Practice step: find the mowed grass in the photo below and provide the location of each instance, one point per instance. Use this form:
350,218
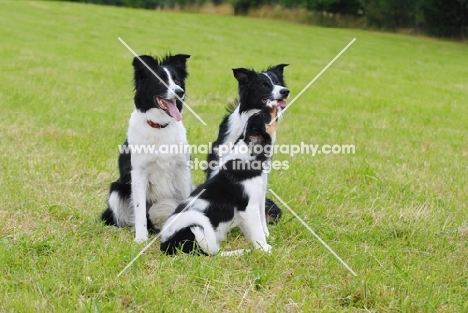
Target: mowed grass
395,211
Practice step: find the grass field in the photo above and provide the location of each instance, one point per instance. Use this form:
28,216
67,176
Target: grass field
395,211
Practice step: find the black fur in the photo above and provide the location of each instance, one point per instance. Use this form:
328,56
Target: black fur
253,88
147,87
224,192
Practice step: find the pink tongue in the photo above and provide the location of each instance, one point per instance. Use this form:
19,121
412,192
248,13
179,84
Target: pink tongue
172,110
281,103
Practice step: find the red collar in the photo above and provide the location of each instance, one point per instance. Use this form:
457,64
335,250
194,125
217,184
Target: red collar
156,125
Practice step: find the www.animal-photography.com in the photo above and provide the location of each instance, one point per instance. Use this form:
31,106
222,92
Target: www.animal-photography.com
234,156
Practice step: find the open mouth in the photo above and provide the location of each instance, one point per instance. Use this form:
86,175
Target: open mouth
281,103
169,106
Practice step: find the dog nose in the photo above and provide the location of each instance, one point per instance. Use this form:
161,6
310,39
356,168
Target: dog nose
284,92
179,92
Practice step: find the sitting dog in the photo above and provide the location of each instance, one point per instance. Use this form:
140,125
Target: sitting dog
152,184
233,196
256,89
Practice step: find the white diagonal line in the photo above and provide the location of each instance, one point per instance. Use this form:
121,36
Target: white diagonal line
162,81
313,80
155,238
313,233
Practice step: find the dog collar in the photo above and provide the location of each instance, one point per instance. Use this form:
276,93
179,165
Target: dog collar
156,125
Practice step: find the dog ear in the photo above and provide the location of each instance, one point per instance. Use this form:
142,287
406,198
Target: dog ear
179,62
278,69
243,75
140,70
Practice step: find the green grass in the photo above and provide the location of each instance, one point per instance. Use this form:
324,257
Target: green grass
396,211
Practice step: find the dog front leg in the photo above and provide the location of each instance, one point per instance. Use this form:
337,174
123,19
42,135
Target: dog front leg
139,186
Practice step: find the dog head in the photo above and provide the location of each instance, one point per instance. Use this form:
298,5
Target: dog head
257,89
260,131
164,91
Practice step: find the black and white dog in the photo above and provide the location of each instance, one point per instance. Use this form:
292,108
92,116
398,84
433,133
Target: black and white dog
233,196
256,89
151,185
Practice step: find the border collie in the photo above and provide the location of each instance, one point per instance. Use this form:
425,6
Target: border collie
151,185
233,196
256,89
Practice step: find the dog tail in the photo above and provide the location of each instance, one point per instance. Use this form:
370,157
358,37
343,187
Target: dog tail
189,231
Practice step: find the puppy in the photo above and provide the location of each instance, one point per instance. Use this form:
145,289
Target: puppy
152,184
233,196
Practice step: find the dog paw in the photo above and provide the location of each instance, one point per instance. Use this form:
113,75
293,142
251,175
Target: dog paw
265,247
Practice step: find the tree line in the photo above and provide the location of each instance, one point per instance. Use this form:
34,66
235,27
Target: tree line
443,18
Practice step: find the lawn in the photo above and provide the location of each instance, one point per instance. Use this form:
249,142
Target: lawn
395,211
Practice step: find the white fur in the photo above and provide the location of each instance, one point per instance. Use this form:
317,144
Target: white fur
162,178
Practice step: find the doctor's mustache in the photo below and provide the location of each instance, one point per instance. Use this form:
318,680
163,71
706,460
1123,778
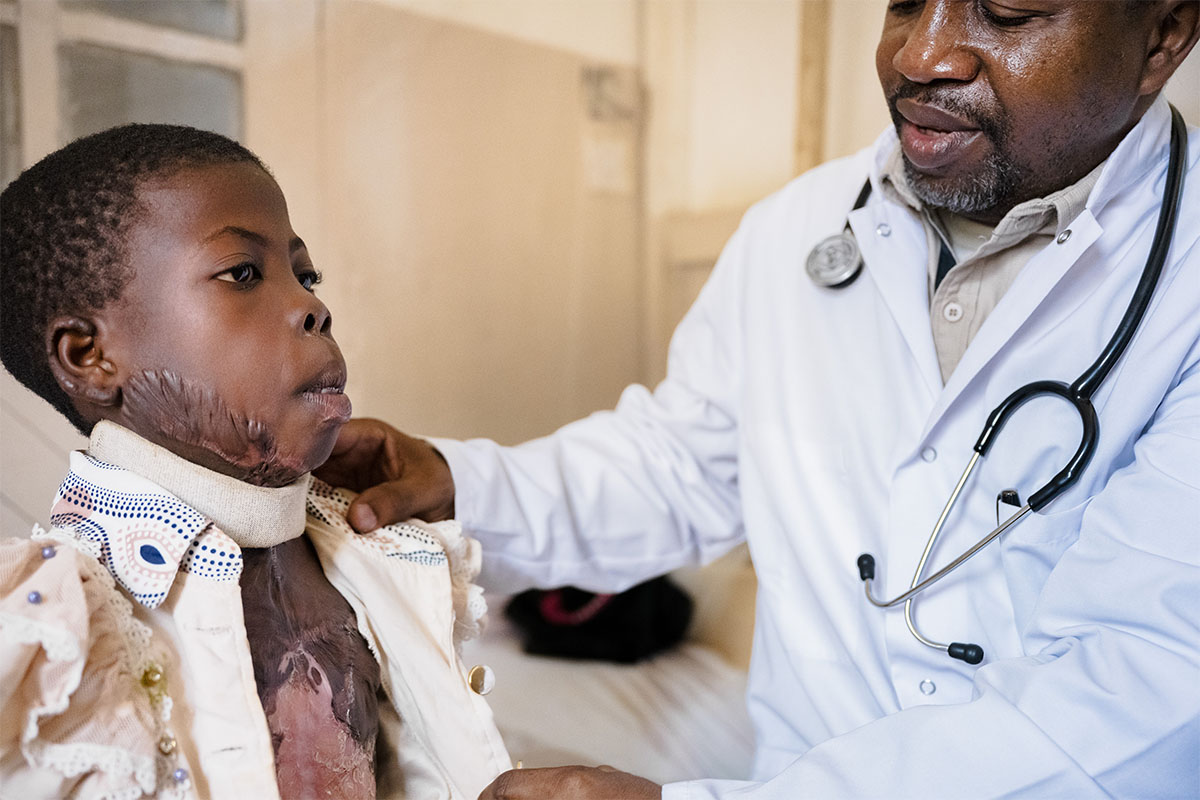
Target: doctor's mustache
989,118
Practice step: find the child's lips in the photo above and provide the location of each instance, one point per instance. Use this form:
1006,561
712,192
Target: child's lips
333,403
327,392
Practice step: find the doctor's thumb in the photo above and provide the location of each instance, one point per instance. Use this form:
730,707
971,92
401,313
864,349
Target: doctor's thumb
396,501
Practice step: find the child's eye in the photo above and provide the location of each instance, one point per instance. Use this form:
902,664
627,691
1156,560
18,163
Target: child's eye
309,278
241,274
■ ■ ■
WHAT NEEDS TO BE DONE -> Everything from the line with "Practice step: find the child's lips" through the last line of the material above should be echoed exactly, and nothing else.

SOLUTION TO THIS PROBLEM ->
Practice step: find the child's lips in the photo above and provide the location of each instance, one point per instance. Use this form:
1006,561
712,192
Target: child's lips
333,403
327,392
Practice step: find the doctor's thumb in the photo above and provide the location of each instance, one point per instance. Use this form:
730,707
971,92
401,313
864,349
Target: doctor's thumb
396,501
Practice step: find the child's eye in the photo above and provide the location of each instance, one point per instance. Use this form:
902,664
627,691
1156,560
18,163
Target: child's eye
309,278
241,274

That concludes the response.